=== Data excerpts ===

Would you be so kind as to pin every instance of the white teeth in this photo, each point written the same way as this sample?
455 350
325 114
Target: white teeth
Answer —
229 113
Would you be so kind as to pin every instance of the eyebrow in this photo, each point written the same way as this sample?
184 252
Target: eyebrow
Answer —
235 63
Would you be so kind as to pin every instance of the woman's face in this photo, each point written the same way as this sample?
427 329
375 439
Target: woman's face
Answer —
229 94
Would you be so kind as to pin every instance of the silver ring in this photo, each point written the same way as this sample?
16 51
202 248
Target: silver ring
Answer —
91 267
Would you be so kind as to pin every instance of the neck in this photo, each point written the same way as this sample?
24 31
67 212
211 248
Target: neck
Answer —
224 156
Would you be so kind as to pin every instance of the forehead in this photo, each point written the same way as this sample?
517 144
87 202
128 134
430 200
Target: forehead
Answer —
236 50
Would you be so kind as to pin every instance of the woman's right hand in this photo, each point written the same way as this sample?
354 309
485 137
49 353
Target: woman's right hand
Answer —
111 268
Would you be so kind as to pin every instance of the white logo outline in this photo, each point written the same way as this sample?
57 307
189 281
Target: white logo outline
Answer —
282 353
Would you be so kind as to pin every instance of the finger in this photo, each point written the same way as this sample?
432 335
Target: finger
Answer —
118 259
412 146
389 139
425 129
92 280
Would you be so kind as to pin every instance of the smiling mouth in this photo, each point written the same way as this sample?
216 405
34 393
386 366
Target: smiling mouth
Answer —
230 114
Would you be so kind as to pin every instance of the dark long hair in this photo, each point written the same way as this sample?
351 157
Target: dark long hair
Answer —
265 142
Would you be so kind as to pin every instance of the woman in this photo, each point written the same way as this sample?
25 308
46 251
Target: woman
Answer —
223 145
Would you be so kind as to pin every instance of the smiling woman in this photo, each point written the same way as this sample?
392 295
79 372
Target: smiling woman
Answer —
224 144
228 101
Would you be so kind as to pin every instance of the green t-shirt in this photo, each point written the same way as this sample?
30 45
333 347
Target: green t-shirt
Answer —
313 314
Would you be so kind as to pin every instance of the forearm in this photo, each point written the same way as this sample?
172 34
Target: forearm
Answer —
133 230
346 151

===

What you have to do: Everything from the line that contains "the smiling woman" through the end of the records must be duplicated exactly, and nothing outside that range.

Output for this exercise:
Would you be so kind as to pin every instance of the smiling woman in this photo, each point written the same way as this sample?
392 295
79 372
Target: smiling woman
Answer —
224 144
228 101
Would you be so kind as to pin every instance of the green t-shirt in this photo, each point written the same way as this sample?
30 45
333 347
Target: green t-shirt
Answer —
313 314
Would you be so kind as to pin every instance of the forearm in this photo, each point written the same way as this sample?
172 34
Target: forearm
Answer —
133 230
346 151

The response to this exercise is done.